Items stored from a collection

········

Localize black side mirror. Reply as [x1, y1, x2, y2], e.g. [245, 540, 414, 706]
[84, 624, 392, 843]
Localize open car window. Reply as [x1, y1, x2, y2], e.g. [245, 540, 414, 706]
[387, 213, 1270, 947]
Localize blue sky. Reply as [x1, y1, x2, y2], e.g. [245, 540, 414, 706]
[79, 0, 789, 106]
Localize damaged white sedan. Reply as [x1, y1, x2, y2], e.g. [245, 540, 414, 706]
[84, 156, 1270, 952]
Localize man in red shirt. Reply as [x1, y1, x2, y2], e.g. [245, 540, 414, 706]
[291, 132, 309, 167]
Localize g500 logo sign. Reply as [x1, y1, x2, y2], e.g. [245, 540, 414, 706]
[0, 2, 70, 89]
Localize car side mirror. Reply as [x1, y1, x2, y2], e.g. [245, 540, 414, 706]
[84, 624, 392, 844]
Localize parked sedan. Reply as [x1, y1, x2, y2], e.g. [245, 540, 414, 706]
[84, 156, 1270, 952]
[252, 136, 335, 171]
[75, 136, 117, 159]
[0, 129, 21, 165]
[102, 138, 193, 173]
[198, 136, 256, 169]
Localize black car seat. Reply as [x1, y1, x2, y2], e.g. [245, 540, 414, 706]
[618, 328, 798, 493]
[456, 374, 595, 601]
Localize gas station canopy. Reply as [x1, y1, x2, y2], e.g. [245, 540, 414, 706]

········

Exercise brief: Output the items as a two-column CSV with the columns "ask" and "response", one row per item, each field quoted and any line breaks replaced with spaces. Begin at the line that has "Localize blue sky." and stop after the line that has "[0, 2, 70, 89]".

Expected answer:
ask,response
"Localize blue sky. Reply as [x1, y1, x2, y2], e.g. [245, 540, 414, 706]","[79, 0, 789, 106]"
"Localize damaged white sedan. Reply as [x1, y1, x2, y2], e.g. [245, 540, 414, 706]","[84, 156, 1270, 952]"
"Localize man in red shirt. Reply as [x1, y1, x2, y2], e.g. [245, 540, 414, 706]","[291, 132, 309, 167]"
"Localize g500 logo sign. Reply as [x1, y1, x2, y2], e.g. [245, 540, 414, 706]","[0, 2, 70, 89]"